***** Provided data *****

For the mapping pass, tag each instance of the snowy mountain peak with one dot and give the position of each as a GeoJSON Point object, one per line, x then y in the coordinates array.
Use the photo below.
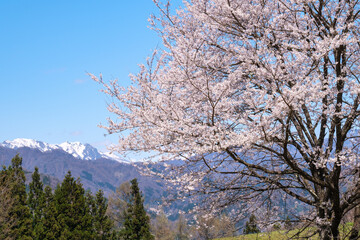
{"type": "Point", "coordinates": [30, 143]}
{"type": "Point", "coordinates": [76, 149]}
{"type": "Point", "coordinates": [79, 150]}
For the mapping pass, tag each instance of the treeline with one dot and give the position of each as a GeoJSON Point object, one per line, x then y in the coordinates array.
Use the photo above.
{"type": "Point", "coordinates": [41, 213]}
{"type": "Point", "coordinates": [37, 212]}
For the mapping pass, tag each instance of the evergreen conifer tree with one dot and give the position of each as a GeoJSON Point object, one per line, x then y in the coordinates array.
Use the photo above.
{"type": "Point", "coordinates": [73, 213]}
{"type": "Point", "coordinates": [52, 229]}
{"type": "Point", "coordinates": [36, 204]}
{"type": "Point", "coordinates": [20, 211]}
{"type": "Point", "coordinates": [137, 223]}
{"type": "Point", "coordinates": [102, 223]}
{"type": "Point", "coordinates": [7, 221]}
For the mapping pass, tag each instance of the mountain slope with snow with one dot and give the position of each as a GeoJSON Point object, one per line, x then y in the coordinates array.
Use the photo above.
{"type": "Point", "coordinates": [76, 149]}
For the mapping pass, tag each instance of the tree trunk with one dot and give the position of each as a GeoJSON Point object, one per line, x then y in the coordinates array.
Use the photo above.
{"type": "Point", "coordinates": [355, 230]}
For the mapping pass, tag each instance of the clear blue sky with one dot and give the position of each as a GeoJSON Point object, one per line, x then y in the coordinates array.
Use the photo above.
{"type": "Point", "coordinates": [46, 48]}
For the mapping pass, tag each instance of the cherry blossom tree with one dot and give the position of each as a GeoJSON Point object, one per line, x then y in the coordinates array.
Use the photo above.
{"type": "Point", "coordinates": [257, 97]}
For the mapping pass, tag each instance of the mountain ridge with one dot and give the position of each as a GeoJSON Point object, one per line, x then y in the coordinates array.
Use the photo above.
{"type": "Point", "coordinates": [76, 149]}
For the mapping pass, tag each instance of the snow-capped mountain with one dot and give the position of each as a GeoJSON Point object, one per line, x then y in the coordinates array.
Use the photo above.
{"type": "Point", "coordinates": [76, 149]}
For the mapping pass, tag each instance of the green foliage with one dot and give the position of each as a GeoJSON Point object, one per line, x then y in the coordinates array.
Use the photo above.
{"type": "Point", "coordinates": [52, 229]}
{"type": "Point", "coordinates": [251, 226]}
{"type": "Point", "coordinates": [73, 213]}
{"type": "Point", "coordinates": [19, 210]}
{"type": "Point", "coordinates": [162, 228]}
{"type": "Point", "coordinates": [137, 222]}
{"type": "Point", "coordinates": [210, 227]}
{"type": "Point", "coordinates": [102, 223]}
{"type": "Point", "coordinates": [118, 202]}
{"type": "Point", "coordinates": [36, 203]}
{"type": "Point", "coordinates": [67, 214]}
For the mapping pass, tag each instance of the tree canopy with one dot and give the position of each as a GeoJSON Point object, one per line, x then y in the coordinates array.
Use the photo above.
{"type": "Point", "coordinates": [258, 97]}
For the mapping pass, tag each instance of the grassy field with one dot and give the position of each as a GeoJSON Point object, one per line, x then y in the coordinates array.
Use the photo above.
{"type": "Point", "coordinates": [282, 234]}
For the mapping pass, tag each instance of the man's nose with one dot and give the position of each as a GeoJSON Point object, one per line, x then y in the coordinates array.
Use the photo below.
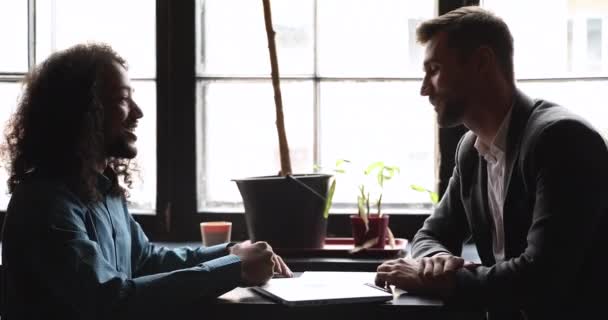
{"type": "Point", "coordinates": [425, 89]}
{"type": "Point", "coordinates": [136, 110]}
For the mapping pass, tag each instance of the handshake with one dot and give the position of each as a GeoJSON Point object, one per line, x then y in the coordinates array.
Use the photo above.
{"type": "Point", "coordinates": [258, 262]}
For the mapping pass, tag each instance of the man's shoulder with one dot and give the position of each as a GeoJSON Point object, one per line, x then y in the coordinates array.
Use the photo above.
{"type": "Point", "coordinates": [549, 118]}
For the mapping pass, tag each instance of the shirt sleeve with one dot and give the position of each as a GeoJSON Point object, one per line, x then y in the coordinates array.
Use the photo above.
{"type": "Point", "coordinates": [80, 276]}
{"type": "Point", "coordinates": [148, 258]}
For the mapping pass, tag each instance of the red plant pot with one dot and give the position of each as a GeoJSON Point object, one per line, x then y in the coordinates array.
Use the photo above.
{"type": "Point", "coordinates": [377, 228]}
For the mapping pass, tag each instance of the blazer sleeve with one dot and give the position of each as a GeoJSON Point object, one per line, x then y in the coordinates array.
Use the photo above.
{"type": "Point", "coordinates": [566, 170]}
{"type": "Point", "coordinates": [446, 228]}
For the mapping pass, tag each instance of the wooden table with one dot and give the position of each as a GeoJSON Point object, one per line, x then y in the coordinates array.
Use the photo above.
{"type": "Point", "coordinates": [242, 303]}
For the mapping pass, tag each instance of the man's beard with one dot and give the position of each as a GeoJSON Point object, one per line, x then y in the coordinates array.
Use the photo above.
{"type": "Point", "coordinates": [451, 115]}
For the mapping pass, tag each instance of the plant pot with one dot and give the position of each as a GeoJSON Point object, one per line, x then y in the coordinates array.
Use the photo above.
{"type": "Point", "coordinates": [377, 228]}
{"type": "Point", "coordinates": [286, 212]}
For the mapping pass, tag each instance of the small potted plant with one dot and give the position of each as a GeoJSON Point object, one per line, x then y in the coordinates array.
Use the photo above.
{"type": "Point", "coordinates": [370, 229]}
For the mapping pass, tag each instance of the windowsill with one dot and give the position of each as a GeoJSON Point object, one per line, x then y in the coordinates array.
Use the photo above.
{"type": "Point", "coordinates": [406, 211]}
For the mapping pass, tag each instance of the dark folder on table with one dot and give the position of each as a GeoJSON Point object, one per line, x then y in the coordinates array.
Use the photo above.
{"type": "Point", "coordinates": [318, 288]}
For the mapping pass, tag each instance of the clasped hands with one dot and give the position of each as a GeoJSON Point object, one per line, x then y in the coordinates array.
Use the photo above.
{"type": "Point", "coordinates": [429, 275]}
{"type": "Point", "coordinates": [258, 262]}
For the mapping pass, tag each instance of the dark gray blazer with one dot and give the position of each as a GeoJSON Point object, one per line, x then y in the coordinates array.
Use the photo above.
{"type": "Point", "coordinates": [555, 217]}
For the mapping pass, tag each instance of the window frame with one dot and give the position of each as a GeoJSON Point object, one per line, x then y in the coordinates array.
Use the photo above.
{"type": "Point", "coordinates": [177, 217]}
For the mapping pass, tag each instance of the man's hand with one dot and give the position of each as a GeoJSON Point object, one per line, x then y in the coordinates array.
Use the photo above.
{"type": "Point", "coordinates": [402, 273]}
{"type": "Point", "coordinates": [259, 262]}
{"type": "Point", "coordinates": [408, 274]}
{"type": "Point", "coordinates": [439, 265]}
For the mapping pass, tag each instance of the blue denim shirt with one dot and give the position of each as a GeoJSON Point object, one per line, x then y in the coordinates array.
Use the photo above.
{"type": "Point", "coordinates": [64, 259]}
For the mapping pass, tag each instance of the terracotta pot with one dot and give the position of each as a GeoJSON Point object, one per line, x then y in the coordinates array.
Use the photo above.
{"type": "Point", "coordinates": [377, 228]}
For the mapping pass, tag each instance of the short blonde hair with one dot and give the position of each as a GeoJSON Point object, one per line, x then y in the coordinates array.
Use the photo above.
{"type": "Point", "coordinates": [470, 27]}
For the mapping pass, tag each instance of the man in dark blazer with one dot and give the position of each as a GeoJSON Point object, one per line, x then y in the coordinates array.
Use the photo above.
{"type": "Point", "coordinates": [530, 186]}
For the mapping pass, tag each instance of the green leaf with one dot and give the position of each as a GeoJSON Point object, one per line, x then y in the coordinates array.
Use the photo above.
{"type": "Point", "coordinates": [330, 197]}
{"type": "Point", "coordinates": [373, 166]}
{"type": "Point", "coordinates": [434, 197]}
{"type": "Point", "coordinates": [417, 188]}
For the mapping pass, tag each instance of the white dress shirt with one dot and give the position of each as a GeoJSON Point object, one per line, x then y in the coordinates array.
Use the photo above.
{"type": "Point", "coordinates": [494, 154]}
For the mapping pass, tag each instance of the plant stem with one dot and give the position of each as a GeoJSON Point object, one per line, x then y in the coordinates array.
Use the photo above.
{"type": "Point", "coordinates": [278, 100]}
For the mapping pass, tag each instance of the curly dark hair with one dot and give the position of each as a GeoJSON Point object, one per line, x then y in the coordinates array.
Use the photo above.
{"type": "Point", "coordinates": [58, 127]}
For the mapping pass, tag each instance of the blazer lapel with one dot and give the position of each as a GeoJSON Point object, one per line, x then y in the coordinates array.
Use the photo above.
{"type": "Point", "coordinates": [482, 210]}
{"type": "Point", "coordinates": [522, 107]}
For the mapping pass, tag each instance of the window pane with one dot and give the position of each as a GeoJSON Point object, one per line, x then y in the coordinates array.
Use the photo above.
{"type": "Point", "coordinates": [143, 194]}
{"type": "Point", "coordinates": [232, 37]}
{"type": "Point", "coordinates": [586, 98]}
{"type": "Point", "coordinates": [9, 93]}
{"type": "Point", "coordinates": [240, 138]}
{"type": "Point", "coordinates": [573, 32]}
{"type": "Point", "coordinates": [379, 121]}
{"type": "Point", "coordinates": [371, 37]}
{"type": "Point", "coordinates": [13, 23]}
{"type": "Point", "coordinates": [128, 26]}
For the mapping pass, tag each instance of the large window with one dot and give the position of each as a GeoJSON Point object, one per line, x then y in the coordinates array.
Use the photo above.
{"type": "Point", "coordinates": [128, 26]}
{"type": "Point", "coordinates": [350, 70]}
{"type": "Point", "coordinates": [564, 56]}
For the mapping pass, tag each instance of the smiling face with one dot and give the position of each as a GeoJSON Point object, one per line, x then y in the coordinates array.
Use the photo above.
{"type": "Point", "coordinates": [121, 114]}
{"type": "Point", "coordinates": [448, 81]}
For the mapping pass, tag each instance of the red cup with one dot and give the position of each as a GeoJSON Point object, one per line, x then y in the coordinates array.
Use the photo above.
{"type": "Point", "coordinates": [215, 232]}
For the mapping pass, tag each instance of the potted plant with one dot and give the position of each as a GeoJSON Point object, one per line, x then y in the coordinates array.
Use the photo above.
{"type": "Point", "coordinates": [370, 229]}
{"type": "Point", "coordinates": [287, 210]}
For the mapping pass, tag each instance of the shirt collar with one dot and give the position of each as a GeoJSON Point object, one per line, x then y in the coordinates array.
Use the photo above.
{"type": "Point", "coordinates": [496, 150]}
{"type": "Point", "coordinates": [104, 184]}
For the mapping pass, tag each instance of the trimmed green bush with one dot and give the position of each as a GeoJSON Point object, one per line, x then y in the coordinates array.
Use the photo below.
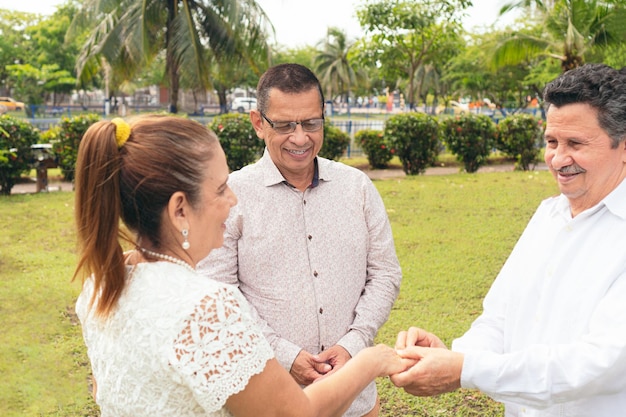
{"type": "Point", "coordinates": [519, 136]}
{"type": "Point", "coordinates": [70, 134]}
{"type": "Point", "coordinates": [238, 139]}
{"type": "Point", "coordinates": [415, 139]}
{"type": "Point", "coordinates": [470, 137]}
{"type": "Point", "coordinates": [336, 142]}
{"type": "Point", "coordinates": [16, 138]}
{"type": "Point", "coordinates": [374, 144]}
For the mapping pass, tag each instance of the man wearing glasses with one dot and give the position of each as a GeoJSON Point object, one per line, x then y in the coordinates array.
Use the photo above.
{"type": "Point", "coordinates": [309, 244]}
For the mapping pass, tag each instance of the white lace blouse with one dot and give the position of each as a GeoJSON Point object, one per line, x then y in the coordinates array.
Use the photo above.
{"type": "Point", "coordinates": [176, 345]}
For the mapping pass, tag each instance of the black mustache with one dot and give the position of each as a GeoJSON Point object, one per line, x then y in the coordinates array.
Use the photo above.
{"type": "Point", "coordinates": [572, 169]}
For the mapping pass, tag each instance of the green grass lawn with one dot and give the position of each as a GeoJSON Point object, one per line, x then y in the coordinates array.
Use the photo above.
{"type": "Point", "coordinates": [452, 233]}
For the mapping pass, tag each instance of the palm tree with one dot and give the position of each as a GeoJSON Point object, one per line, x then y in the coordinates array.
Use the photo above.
{"type": "Point", "coordinates": [566, 30]}
{"type": "Point", "coordinates": [332, 63]}
{"type": "Point", "coordinates": [128, 34]}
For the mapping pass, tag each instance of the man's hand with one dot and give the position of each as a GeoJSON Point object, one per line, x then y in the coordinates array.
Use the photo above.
{"type": "Point", "coordinates": [307, 368]}
{"type": "Point", "coordinates": [418, 337]}
{"type": "Point", "coordinates": [436, 371]}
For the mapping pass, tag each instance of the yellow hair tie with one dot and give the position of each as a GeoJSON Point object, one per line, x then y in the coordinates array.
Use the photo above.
{"type": "Point", "coordinates": [122, 131]}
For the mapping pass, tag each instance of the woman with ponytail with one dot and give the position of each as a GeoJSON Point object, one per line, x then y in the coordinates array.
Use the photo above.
{"type": "Point", "coordinates": [161, 339]}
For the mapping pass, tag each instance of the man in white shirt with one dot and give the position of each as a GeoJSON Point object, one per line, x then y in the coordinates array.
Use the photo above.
{"type": "Point", "coordinates": [551, 340]}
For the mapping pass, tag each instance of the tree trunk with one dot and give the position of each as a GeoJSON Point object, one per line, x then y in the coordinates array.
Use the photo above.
{"type": "Point", "coordinates": [171, 63]}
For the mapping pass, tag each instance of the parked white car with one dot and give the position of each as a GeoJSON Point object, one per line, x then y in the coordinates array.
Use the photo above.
{"type": "Point", "coordinates": [243, 104]}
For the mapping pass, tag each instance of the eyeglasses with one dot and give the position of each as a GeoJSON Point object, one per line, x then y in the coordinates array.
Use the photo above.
{"type": "Point", "coordinates": [311, 125]}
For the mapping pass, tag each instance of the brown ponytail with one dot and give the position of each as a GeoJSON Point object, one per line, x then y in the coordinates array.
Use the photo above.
{"type": "Point", "coordinates": [98, 208]}
{"type": "Point", "coordinates": [134, 183]}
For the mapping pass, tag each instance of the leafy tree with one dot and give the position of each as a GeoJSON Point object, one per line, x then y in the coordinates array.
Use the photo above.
{"type": "Point", "coordinates": [48, 48]}
{"type": "Point", "coordinates": [302, 55]}
{"type": "Point", "coordinates": [128, 34]}
{"type": "Point", "coordinates": [14, 44]}
{"type": "Point", "coordinates": [336, 142]}
{"type": "Point", "coordinates": [565, 30]}
{"type": "Point", "coordinates": [32, 84]}
{"type": "Point", "coordinates": [405, 35]}
{"type": "Point", "coordinates": [336, 72]}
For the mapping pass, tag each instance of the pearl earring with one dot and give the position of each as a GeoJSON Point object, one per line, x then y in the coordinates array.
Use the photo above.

*****

● **Given problem**: Output the lines of the material from the line containing "For the mapping pass, tag each instance of the pearl" through the end of the material, inclusive, as a JSON list of strings with one string per line and blank lines omitted.

● **Output for this task**:
[
  "For the mapping pass, tag each instance of the pearl earring with one dot and give the position of each as a GeoJSON Point object, one per line, x then y in the coordinates array.",
  "Use the photo above."
]